◆ **TAREA ASIGNADA**
Transcribe tal cual, por favor, las líneas que empiezan en la que contiene "Could you point out the wispy" y terminan tras la que contiene "column 340, row 96", ambas incluidas.

◆ **ÍTEMS PROPORCIONADOS**
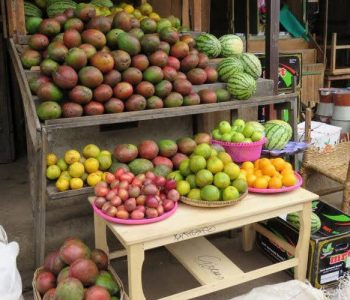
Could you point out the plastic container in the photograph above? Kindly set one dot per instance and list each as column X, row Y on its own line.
column 241, row 152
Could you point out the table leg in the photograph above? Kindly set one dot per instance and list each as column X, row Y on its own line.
column 302, row 249
column 100, row 234
column 136, row 256
column 248, row 237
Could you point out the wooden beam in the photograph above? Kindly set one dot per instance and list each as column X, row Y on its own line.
column 272, row 34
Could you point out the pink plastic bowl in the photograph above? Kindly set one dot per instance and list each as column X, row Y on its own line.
column 241, row 152
column 134, row 222
column 281, row 190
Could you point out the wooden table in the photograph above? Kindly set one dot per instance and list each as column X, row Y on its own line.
column 186, row 230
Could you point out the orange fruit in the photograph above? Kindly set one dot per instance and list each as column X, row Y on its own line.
column 258, row 173
column 279, row 163
column 289, row 179
column 275, row 183
column 247, row 165
column 264, row 162
column 287, row 171
column 261, row 183
column 288, row 165
column 256, row 164
column 269, row 170
column 251, row 179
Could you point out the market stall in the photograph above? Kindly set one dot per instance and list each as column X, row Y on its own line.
column 125, row 104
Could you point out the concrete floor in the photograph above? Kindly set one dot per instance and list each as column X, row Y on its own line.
column 162, row 274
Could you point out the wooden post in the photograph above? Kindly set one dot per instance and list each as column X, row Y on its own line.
column 272, row 34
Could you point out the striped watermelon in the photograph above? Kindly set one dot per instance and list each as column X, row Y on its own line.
column 251, row 64
column 231, row 45
column 229, row 66
column 208, row 44
column 241, row 86
column 278, row 134
column 293, row 219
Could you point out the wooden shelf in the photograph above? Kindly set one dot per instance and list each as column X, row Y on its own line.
column 163, row 113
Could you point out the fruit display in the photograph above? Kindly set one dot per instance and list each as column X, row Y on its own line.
column 264, row 173
column 93, row 64
column 76, row 272
column 294, row 220
column 239, row 132
column 239, row 70
column 278, row 134
column 76, row 169
column 210, row 175
column 145, row 196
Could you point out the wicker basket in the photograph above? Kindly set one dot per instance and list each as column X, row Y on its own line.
column 37, row 296
column 212, row 204
column 241, row 152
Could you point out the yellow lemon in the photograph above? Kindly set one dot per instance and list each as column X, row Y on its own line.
column 71, row 156
column 62, row 184
column 53, row 172
column 76, row 183
column 93, row 179
column 51, row 159
column 129, row 9
column 76, row 170
column 91, row 165
column 65, row 175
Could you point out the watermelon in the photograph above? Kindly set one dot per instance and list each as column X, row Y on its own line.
column 231, row 45
column 102, row 3
column 31, row 10
column 293, row 219
column 229, row 66
column 278, row 134
column 208, row 44
column 241, row 86
column 59, row 7
column 251, row 64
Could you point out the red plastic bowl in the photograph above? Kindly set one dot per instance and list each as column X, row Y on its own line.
column 282, row 190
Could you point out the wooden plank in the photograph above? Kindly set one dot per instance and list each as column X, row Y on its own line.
column 272, row 34
column 181, row 226
column 237, row 279
column 257, row 45
column 272, row 237
column 207, row 263
column 164, row 113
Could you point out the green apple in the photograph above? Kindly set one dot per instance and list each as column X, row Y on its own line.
column 248, row 131
column 240, row 124
column 238, row 138
column 226, row 137
column 224, row 127
column 256, row 136
column 216, row 134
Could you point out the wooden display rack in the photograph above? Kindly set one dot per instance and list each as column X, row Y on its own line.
column 41, row 135
column 183, row 234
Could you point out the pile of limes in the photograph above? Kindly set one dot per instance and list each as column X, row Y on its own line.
column 209, row 175
column 265, row 173
column 74, row 169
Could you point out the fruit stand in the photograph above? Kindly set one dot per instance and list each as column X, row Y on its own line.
column 115, row 80
column 182, row 233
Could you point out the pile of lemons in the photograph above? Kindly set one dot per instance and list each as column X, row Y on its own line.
column 74, row 170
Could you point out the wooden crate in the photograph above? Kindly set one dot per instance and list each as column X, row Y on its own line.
column 312, row 81
column 37, row 296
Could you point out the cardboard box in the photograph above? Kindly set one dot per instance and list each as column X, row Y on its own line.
column 329, row 252
column 323, row 136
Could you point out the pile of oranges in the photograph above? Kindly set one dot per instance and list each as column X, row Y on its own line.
column 265, row 173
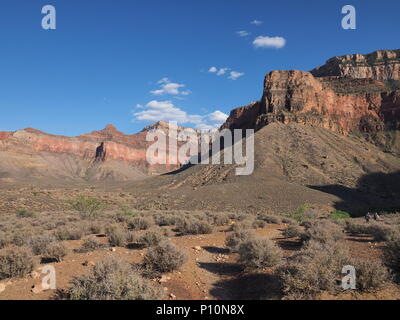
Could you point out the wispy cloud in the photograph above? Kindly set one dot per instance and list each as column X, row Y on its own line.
column 243, row 33
column 233, row 75
column 166, row 111
column 269, row 42
column 256, row 22
column 171, row 88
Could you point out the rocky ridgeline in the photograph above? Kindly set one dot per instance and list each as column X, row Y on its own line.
column 340, row 96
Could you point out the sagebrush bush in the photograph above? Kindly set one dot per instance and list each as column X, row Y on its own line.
column 140, row 223
column 234, row 240
column 165, row 257
column 113, row 279
column 392, row 254
column 117, row 235
column 71, row 232
column 88, row 208
column 193, row 226
column 293, row 231
column 91, row 244
column 316, row 268
column 55, row 251
column 370, row 275
column 25, row 213
column 323, row 231
column 39, row 244
column 16, row 262
column 151, row 238
column 258, row 253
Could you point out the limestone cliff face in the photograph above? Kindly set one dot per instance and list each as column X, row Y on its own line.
column 380, row 65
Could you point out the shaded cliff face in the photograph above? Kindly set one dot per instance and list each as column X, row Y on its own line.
column 379, row 65
column 100, row 155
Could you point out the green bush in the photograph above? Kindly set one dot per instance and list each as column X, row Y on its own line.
column 88, row 208
column 113, row 279
column 164, row 257
column 259, row 253
column 16, row 262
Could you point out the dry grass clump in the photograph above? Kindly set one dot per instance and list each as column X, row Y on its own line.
column 316, row 268
column 193, row 226
column 117, row 235
column 88, row 208
column 69, row 232
column 323, row 231
column 55, row 251
column 25, row 213
column 140, row 223
column 39, row 244
column 259, row 253
column 91, row 244
column 370, row 275
column 165, row 257
column 16, row 262
column 234, row 240
column 293, row 231
column 151, row 238
column 112, row 279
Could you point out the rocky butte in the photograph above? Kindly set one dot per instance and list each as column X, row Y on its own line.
column 349, row 94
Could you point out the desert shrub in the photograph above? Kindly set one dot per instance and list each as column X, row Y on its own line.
column 16, row 262
column 355, row 227
column 117, row 235
column 25, row 213
column 39, row 244
column 91, row 244
column 259, row 253
column 219, row 219
column 193, row 226
column 165, row 219
column 258, row 224
column 151, row 238
column 323, row 231
column 370, row 275
column 88, row 208
column 140, row 223
column 112, row 279
column 72, row 232
column 234, row 240
column 382, row 232
column 392, row 254
column 3, row 240
column 269, row 218
column 293, row 231
column 316, row 268
column 164, row 257
column 55, row 251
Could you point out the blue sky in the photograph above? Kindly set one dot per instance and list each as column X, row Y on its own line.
column 126, row 62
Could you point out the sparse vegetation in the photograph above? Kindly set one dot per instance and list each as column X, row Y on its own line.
column 16, row 262
column 259, row 253
column 88, row 208
column 193, row 226
column 112, row 279
column 164, row 257
column 234, row 240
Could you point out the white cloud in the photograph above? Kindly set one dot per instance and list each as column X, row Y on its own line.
column 222, row 71
column 269, row 42
column 243, row 33
column 168, row 87
column 256, row 22
column 167, row 111
column 234, row 75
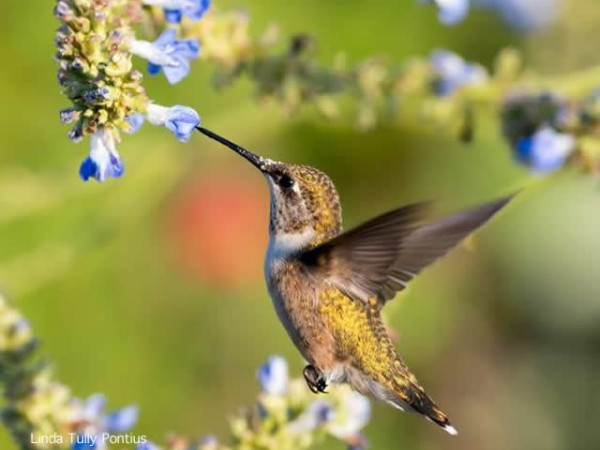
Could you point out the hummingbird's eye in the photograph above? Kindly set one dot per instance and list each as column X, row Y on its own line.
column 285, row 181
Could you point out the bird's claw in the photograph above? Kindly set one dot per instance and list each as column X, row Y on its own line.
column 315, row 379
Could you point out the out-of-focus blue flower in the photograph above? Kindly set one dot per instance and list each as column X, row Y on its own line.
column 121, row 420
column 91, row 413
column 527, row 14
column 181, row 120
column 273, row 376
column 353, row 415
column 316, row 414
column 104, row 160
column 135, row 121
column 454, row 72
column 520, row 14
column 167, row 53
column 450, row 12
column 176, row 9
column 546, row 150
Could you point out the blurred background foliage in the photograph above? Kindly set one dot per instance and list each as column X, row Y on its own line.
column 150, row 289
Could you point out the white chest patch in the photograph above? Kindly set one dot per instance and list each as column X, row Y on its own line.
column 284, row 244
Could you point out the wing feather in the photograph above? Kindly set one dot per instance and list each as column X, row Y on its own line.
column 381, row 257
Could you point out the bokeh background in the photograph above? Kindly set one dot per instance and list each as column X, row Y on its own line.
column 150, row 288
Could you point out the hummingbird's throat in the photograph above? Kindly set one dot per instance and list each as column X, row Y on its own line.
column 282, row 244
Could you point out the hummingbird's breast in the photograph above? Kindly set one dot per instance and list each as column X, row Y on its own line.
column 296, row 299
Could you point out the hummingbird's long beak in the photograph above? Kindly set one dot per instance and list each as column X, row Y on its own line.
column 256, row 160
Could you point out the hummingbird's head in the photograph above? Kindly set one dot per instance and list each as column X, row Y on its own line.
column 305, row 206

◆ **RESULTADO DEL EJERCICIO**
Could you point out the wispy cloud in the photograph above? Kindly set one dot per instance and list each as column X, row Y on its own line.
column 243, row 33
column 233, row 75
column 166, row 111
column 269, row 42
column 256, row 22
column 171, row 88
Could you point out the rocky ridgeline in the photograph above? Kindly set one dot per instance and list each as column X, row Y on its own line.
column 340, row 96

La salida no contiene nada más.